• Exercise
Will you quote only the lines starting at the one that contains "Target: rooftop" and ending with the last line of the listing below, inclusive?

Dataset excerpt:
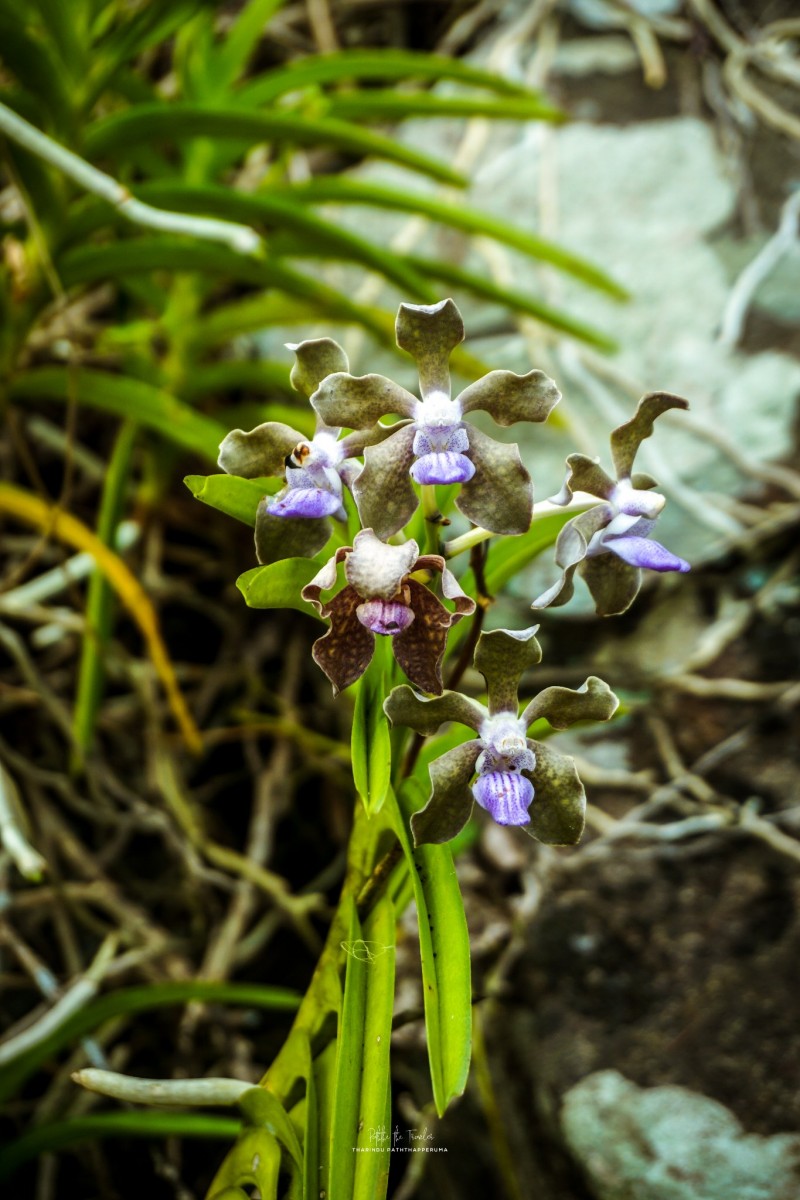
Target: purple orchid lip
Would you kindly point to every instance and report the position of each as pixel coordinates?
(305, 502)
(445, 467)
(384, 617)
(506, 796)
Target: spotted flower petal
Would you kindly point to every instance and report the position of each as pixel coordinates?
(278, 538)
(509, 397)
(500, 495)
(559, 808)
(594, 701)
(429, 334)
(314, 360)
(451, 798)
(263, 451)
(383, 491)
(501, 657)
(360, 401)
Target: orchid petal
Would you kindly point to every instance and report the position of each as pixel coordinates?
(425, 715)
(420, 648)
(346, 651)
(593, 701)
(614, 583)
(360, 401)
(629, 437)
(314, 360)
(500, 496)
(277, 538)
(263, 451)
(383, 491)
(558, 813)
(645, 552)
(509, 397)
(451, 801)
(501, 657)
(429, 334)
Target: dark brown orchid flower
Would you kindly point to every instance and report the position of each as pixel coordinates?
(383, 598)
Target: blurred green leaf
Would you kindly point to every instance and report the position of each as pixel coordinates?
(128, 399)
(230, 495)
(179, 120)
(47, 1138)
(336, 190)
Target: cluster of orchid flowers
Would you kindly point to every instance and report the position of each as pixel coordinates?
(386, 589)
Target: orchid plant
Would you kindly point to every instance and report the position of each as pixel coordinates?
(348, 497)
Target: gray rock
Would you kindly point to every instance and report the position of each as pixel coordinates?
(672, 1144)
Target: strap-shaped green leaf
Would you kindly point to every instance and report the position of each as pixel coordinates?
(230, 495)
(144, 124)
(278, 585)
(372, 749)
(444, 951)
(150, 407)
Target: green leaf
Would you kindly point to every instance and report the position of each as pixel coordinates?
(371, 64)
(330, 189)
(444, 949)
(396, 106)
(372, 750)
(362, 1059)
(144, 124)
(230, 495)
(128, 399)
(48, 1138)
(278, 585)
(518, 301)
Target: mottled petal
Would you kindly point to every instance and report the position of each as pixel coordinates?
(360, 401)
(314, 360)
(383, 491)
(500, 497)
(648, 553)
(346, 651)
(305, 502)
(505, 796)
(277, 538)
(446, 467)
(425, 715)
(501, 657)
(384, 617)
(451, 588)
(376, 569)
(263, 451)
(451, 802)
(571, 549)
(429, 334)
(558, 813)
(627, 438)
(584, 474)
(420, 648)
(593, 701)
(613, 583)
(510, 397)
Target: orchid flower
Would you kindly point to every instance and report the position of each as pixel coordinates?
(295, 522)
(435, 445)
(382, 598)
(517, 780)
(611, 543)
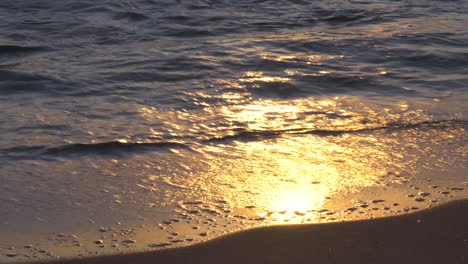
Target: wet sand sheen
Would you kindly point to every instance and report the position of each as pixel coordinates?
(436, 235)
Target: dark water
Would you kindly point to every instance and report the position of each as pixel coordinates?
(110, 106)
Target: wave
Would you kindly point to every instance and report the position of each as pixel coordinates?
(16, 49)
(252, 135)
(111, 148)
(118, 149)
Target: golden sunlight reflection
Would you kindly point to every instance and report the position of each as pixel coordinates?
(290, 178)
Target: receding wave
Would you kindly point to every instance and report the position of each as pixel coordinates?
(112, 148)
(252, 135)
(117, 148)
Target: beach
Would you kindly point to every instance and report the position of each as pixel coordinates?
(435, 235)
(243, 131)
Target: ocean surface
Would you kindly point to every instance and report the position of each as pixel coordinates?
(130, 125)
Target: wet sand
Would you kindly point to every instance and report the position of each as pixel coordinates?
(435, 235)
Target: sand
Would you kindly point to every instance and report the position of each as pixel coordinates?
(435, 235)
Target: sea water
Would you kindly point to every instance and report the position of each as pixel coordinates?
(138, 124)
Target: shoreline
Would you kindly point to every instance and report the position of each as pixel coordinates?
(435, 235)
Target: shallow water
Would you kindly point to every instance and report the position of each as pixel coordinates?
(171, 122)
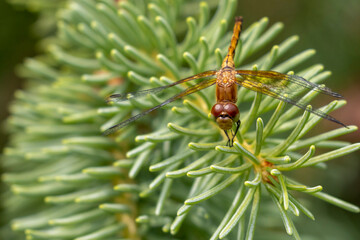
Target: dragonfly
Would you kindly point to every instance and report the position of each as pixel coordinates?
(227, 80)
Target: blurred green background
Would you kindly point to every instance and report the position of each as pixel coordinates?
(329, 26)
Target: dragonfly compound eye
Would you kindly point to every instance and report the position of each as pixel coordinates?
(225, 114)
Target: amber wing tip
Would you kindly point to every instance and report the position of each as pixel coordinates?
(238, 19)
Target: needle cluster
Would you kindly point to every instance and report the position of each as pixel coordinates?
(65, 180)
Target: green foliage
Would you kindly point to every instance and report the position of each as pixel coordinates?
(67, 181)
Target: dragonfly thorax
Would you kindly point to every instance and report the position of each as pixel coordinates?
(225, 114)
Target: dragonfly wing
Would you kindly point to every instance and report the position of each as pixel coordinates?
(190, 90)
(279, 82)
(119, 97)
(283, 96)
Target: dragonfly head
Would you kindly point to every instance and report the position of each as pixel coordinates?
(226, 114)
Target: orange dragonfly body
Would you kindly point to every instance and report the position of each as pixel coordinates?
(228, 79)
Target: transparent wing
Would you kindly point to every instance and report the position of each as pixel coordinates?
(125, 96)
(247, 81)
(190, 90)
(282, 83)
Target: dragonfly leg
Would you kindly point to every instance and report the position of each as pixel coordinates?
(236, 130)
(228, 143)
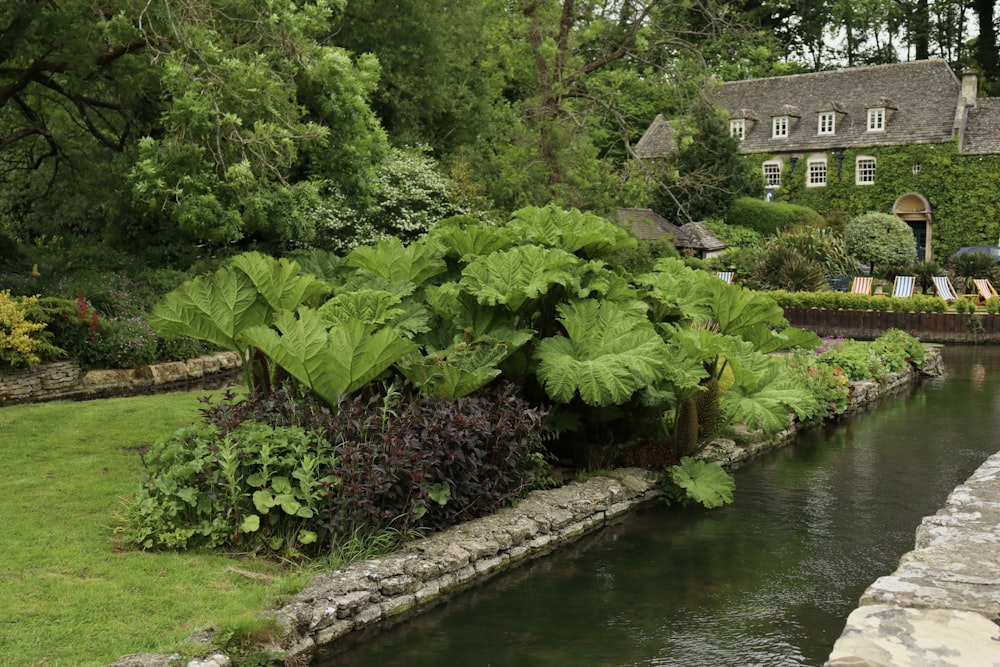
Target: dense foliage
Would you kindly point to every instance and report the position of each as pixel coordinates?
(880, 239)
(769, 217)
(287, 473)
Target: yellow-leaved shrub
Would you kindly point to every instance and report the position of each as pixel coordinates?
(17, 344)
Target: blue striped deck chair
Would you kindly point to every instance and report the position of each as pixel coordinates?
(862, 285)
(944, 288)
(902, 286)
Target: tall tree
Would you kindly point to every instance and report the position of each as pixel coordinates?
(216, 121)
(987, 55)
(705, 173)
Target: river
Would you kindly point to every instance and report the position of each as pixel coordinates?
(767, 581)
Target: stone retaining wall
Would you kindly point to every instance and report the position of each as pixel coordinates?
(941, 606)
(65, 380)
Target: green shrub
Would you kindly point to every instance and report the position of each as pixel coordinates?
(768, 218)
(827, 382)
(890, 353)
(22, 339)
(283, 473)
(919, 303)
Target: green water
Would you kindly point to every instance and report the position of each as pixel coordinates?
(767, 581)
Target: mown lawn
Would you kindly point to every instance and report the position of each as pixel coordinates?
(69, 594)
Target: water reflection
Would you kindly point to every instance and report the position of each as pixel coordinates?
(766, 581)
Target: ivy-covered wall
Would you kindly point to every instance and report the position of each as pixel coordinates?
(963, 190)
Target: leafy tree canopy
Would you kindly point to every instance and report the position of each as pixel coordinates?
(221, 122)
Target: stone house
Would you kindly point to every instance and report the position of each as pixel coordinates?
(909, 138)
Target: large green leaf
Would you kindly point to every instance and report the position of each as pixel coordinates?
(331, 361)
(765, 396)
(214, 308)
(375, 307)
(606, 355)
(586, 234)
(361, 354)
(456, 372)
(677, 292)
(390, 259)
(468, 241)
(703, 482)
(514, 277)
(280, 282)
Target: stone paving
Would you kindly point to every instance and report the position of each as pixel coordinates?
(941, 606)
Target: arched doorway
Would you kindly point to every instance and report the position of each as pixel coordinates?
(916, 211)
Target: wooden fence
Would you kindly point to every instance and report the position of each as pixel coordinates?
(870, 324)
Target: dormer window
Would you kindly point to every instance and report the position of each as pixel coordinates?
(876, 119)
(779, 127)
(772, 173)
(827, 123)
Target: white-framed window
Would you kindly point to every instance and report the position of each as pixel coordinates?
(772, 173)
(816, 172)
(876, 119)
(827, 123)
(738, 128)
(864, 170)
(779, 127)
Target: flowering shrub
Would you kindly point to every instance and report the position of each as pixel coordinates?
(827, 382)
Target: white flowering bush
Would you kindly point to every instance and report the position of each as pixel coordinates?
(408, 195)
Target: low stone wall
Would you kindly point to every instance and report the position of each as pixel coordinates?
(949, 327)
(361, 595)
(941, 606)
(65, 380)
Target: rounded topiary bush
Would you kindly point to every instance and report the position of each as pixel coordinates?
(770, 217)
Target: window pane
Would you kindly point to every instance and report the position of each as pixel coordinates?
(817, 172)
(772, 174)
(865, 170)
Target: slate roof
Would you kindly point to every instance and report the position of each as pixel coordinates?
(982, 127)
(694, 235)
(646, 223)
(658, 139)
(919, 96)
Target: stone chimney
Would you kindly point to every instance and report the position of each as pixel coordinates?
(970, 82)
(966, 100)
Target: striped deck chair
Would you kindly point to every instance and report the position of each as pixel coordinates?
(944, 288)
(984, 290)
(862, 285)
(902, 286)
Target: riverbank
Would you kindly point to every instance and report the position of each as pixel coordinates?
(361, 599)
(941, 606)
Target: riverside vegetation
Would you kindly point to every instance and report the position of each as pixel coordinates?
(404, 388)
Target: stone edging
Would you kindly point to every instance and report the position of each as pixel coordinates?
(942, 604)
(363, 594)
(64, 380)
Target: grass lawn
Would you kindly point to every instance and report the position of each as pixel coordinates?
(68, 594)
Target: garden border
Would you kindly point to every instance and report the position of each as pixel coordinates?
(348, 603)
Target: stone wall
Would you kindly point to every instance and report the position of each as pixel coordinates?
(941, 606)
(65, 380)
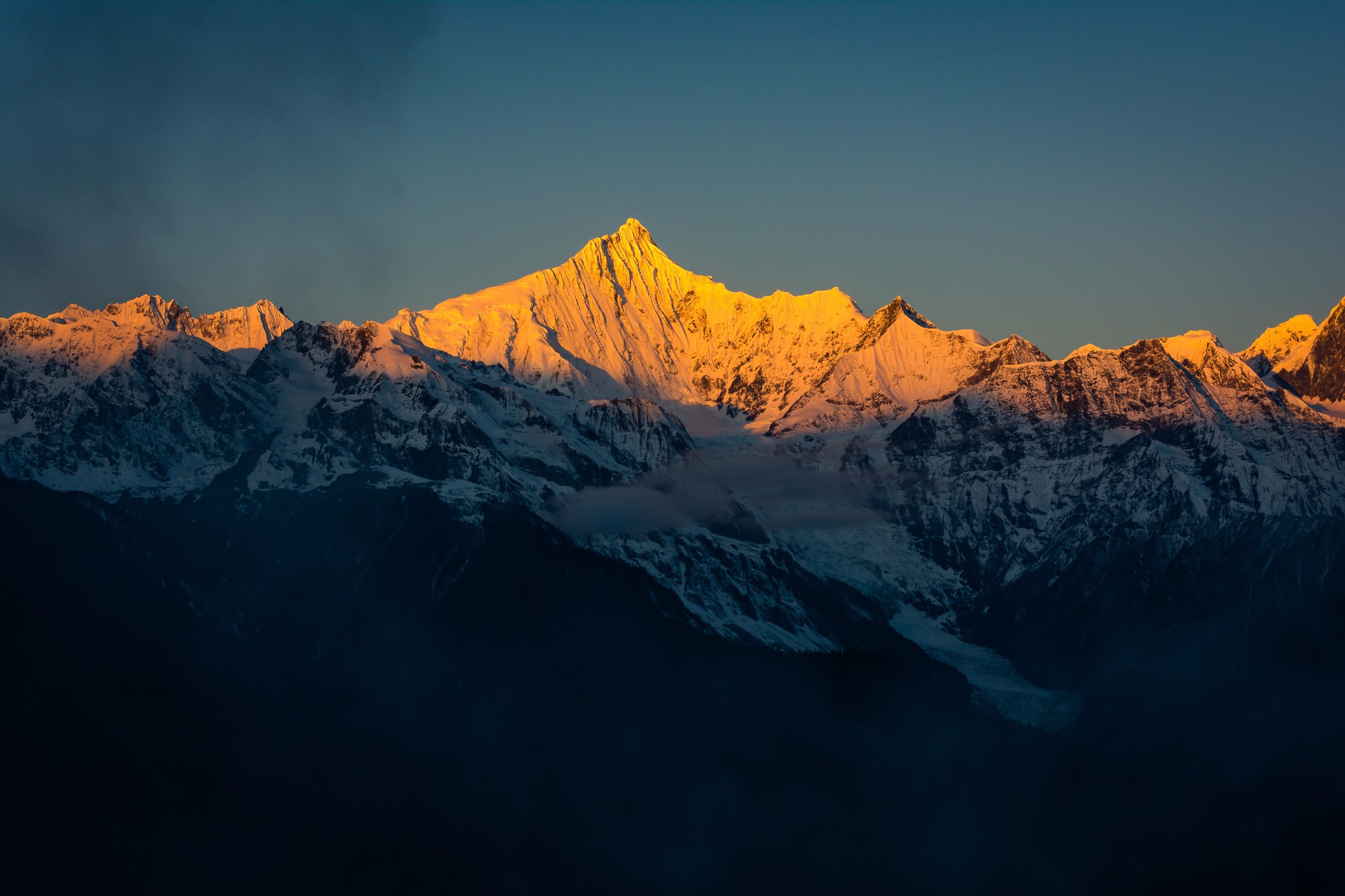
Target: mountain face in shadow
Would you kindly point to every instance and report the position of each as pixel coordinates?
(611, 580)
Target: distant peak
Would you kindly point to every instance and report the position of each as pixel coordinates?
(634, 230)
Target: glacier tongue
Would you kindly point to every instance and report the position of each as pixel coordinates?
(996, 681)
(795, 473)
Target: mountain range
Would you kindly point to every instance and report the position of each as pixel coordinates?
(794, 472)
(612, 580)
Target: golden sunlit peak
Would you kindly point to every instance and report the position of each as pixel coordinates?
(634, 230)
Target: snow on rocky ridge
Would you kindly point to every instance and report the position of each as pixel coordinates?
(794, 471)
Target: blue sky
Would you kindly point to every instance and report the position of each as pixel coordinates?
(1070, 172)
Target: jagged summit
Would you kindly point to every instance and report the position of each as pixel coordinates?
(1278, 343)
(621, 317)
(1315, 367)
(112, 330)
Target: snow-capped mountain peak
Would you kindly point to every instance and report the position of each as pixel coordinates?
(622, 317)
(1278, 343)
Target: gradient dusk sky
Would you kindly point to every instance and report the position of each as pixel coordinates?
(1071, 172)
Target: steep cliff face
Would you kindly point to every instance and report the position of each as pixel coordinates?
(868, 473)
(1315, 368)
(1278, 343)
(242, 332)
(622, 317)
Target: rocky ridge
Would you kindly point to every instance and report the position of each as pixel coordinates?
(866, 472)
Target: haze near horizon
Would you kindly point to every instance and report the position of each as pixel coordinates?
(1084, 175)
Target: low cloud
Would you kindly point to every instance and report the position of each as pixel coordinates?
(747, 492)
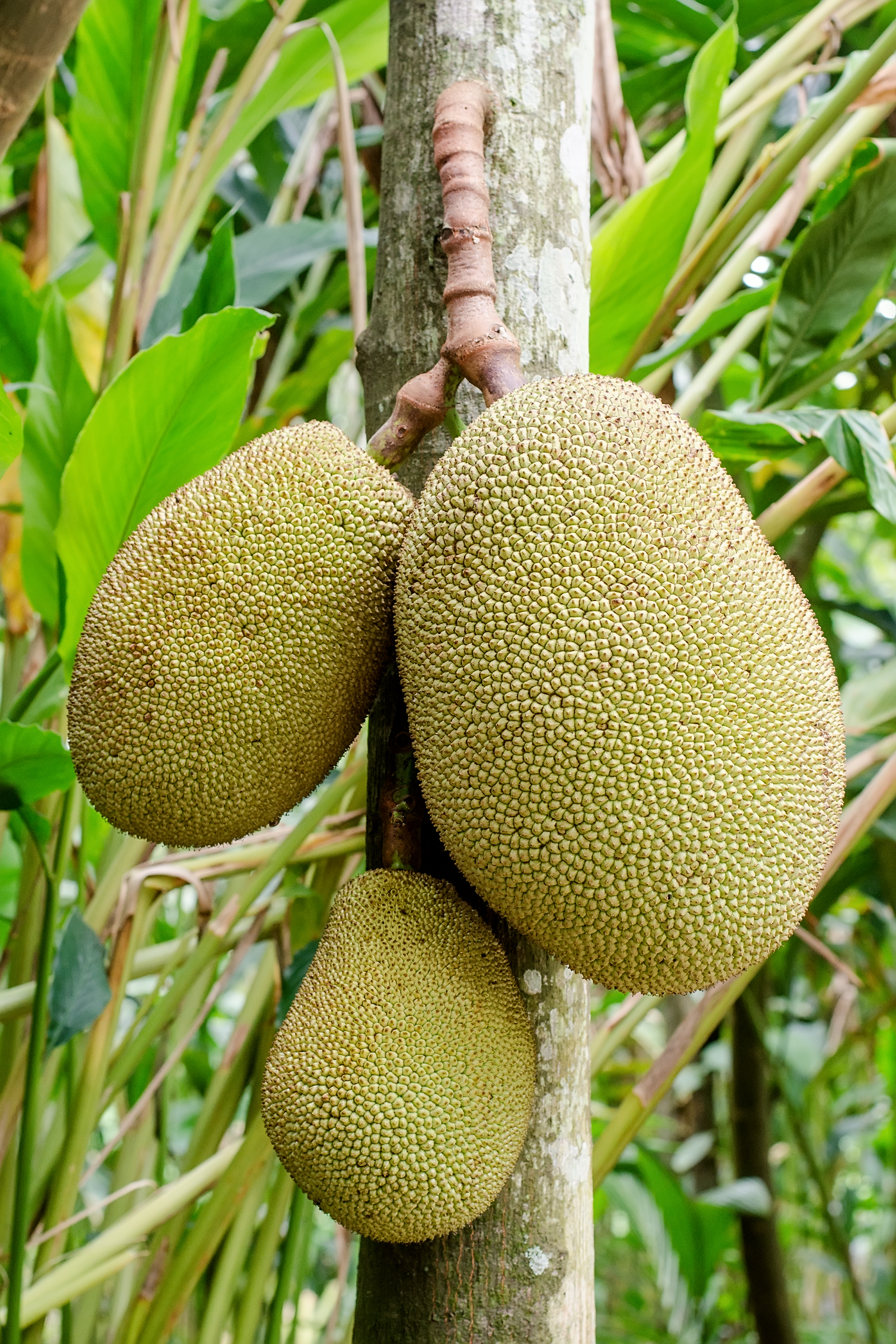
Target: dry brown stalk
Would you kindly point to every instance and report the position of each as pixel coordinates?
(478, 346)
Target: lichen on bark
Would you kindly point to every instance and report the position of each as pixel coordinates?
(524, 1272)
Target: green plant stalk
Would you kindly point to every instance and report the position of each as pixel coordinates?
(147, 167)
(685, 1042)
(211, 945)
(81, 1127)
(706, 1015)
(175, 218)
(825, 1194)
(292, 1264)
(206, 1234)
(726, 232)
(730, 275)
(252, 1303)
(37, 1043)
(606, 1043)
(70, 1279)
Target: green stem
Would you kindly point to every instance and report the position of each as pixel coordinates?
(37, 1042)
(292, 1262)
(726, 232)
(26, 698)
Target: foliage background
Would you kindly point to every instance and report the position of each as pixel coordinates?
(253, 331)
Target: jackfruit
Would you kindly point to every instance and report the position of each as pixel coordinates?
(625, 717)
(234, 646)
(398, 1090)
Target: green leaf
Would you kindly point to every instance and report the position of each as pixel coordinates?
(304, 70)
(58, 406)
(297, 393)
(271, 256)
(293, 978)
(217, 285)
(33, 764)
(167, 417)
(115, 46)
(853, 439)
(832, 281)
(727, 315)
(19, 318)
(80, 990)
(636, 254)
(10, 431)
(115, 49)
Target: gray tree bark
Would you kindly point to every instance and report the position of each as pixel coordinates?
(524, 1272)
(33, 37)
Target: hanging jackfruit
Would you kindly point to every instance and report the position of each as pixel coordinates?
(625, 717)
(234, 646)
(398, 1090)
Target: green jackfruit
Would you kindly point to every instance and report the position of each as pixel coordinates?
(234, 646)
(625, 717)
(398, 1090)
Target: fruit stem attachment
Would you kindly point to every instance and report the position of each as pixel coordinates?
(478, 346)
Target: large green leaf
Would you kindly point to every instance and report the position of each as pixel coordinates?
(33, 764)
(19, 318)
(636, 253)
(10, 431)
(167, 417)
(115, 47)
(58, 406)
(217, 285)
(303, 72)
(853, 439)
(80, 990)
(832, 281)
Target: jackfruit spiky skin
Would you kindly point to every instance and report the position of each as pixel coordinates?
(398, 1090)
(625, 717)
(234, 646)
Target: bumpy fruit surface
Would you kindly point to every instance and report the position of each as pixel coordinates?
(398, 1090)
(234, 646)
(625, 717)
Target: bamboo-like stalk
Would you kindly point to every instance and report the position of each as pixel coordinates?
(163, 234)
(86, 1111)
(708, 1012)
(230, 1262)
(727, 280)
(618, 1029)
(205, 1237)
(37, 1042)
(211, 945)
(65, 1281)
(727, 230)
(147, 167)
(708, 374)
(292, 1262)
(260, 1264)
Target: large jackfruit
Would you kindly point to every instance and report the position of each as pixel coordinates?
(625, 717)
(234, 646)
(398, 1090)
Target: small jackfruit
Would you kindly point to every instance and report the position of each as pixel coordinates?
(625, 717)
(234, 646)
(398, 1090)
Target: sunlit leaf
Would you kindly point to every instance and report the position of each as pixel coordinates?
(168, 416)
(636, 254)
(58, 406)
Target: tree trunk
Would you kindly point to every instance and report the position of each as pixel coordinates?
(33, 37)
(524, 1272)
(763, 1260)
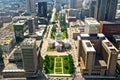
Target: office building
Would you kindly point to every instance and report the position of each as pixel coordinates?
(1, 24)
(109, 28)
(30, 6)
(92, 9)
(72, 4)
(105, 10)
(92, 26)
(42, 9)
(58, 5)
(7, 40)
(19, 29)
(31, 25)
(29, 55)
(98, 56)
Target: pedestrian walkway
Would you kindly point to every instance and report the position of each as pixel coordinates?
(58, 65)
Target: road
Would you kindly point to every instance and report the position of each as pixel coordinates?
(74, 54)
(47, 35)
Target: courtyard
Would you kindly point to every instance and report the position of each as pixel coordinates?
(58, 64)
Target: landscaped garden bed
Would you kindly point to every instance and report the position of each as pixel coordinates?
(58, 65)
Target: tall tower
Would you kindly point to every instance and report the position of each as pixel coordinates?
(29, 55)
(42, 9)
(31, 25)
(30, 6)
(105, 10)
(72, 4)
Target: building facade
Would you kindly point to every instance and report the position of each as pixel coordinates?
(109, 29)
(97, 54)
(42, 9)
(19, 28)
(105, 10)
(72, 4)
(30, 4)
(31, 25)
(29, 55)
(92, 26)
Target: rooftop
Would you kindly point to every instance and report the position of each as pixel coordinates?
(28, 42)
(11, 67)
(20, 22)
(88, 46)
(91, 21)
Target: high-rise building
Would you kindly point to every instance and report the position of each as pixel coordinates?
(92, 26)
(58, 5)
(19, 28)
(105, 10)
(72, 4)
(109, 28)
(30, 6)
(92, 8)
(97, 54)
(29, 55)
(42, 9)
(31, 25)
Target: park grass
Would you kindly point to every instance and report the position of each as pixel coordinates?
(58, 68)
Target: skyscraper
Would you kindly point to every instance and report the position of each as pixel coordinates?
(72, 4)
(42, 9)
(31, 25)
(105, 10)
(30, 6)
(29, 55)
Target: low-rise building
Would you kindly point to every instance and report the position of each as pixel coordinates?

• Full output
Target: rooftop
Would you kindly point to every instance and report the position of each as pixel coordinates?
(28, 42)
(11, 67)
(20, 22)
(88, 46)
(91, 21)
Target: high-rise building
Would you kindly point to every instance and report the position of each as pixel coordinates?
(92, 26)
(58, 5)
(19, 28)
(105, 10)
(72, 4)
(109, 28)
(30, 6)
(92, 8)
(97, 54)
(29, 55)
(42, 9)
(31, 25)
Target: park grass
Would you kindly point to every instance and report the position of each as pixel coordinates?
(58, 68)
Target: skyscraper
Would you kindly point to every instance and report the position of each as pixel coordinates?
(72, 4)
(42, 9)
(31, 25)
(105, 10)
(30, 6)
(29, 55)
Target: low-rise building
Would you kindly point to every instance and report the position of each as pixel coordinates?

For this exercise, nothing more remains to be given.